Lezen en toepassen:
**A.** Neem uit het interview met Ruud Lubbers letterlijk over wat begint bij "Tot nu toe zijn" en doorloopt tot en met "eigen politieke loopbaan?".
**B.** Sinds welk jaar is Lubbers volgens het interview met Ruud Lubbers lid van de Club van Rome?

„Aarde van onze kindskinderen geleend”
Van de komende klimaattop in Kopenhagen verwacht hij hooguit een „partieel succes.” Veel belangrijker vindt hij de ethische bewustwording rond klimaatverandering. Oud-premier Ruud Lubbers: „We hebben deze aarde van onze kindskinderen geleend.”
De illustere Club van Rome vergaderde maandag en dinsdag in Amsterdam over klimaatverandering en economisch herstel. Prof. R. F. M. Lubbers is sinds 1996 lid van deze internationale denktank en zet zich onder andere in voor het Rotterdam Climate Initiative en het Nederlandse Energy Research Center. „Toen ik afscheid nam als premier vroeg de koningin me naar mijn toekomstplannen. Toen ik over wat bijbaantjes begon, vond ze dat ik toch in elk geval wel lid van de Club van Rome moest worden”, grapt hij in het Muziekgebouw aan het IJ waar de conferentie van de Club van Rome plaatshad.Er wordt op veel niveaus over klimaatverandering gesproken. Is de Club van Rome wel het juiste platform om dit thema aan de orde te stellen?
„Deze bijeenkomst in Amsterdam is slechts een stap op een lange weg. Niet meer en niet minder. Het is zeker nuttig om hier in Amsterdam een signaal af te geven dat er haast moet worden gemaakt met maatregelen in de strijd tegen klimaatverandering, maar we moeten het belang van deze vergadering ook niet overdrijven.”
Tot nu toe zijn de verwachtingen van de klimaattop in Kopenhagen –in december– niet bijster positief.
„Het grote probleem is dat de problematiek wordt gecompartimenteerd. Op zo’n top mag bijvoorbeeld alleen over uitstoot van broeikasgassen worden gesproken, maar je mag het niet over economisch herstel hebben. Binnen de Club van Rome hebben we een oude traditie om de verschillende dimensies juist aan elkaar te verbinden.”
Herkent u dat ‘compartimenteren’ uit uw eigen politieke loopbaan?

Aangeleverde items:
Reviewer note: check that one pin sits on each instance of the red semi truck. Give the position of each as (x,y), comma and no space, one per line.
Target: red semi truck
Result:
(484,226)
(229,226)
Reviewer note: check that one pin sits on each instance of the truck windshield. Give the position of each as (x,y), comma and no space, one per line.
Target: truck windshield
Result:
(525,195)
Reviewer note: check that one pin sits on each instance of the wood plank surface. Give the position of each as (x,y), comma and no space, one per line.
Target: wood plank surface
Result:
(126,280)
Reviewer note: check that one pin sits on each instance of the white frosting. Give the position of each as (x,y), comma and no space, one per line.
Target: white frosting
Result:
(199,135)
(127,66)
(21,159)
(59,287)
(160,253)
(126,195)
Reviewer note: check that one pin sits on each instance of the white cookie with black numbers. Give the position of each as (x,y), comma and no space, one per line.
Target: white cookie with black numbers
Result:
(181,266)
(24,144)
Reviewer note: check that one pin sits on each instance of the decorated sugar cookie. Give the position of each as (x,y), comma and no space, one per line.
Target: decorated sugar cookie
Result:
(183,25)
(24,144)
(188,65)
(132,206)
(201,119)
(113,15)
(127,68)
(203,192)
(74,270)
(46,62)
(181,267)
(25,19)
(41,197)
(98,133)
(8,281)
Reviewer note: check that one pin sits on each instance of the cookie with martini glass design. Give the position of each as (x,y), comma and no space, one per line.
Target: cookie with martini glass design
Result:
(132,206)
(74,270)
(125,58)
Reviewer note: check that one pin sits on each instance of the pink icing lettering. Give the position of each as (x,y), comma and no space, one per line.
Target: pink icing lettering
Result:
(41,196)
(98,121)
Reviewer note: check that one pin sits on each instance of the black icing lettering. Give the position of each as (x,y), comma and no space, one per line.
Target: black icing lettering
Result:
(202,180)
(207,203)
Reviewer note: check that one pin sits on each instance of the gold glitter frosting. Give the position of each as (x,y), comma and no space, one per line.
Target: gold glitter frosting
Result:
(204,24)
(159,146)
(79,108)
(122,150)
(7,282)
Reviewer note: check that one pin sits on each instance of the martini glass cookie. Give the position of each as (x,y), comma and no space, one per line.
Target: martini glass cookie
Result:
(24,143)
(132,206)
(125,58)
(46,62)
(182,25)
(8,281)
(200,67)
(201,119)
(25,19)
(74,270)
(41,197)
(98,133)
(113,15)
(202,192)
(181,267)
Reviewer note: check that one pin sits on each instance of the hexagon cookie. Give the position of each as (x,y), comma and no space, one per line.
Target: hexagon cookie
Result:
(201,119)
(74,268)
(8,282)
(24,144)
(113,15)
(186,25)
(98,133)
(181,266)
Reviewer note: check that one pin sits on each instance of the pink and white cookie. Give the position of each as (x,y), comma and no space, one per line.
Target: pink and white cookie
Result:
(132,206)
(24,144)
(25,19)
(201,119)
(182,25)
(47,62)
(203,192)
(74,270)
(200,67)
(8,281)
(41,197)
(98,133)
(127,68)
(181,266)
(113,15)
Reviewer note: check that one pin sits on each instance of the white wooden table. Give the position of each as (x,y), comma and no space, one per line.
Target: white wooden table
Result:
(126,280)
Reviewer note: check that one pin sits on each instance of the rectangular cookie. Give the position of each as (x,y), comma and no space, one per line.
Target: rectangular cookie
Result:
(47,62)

Antwoorden op volgorde:
**A.**
Tot nu toe zijn de verwachtingen van de klimaattop in Kopenhagen –in december– niet bijster positief.
„Het grote probleem is dat de problematiek wordt gecompartimenteerd. Op zo’n top mag bijvoorbeeld alleen over uitstoot van broeikasgassen worden gesproken, maar je mag het niet over economisch herstel hebben. Binnen de Club van Rome hebben we een oude traditie om de verschillende dimensies juist aan elkaar te verbinden.”
Herkent u dat ‘compartimenteren’ uit uw eigen politieke loopbaan?

**B.** Sinds 1996.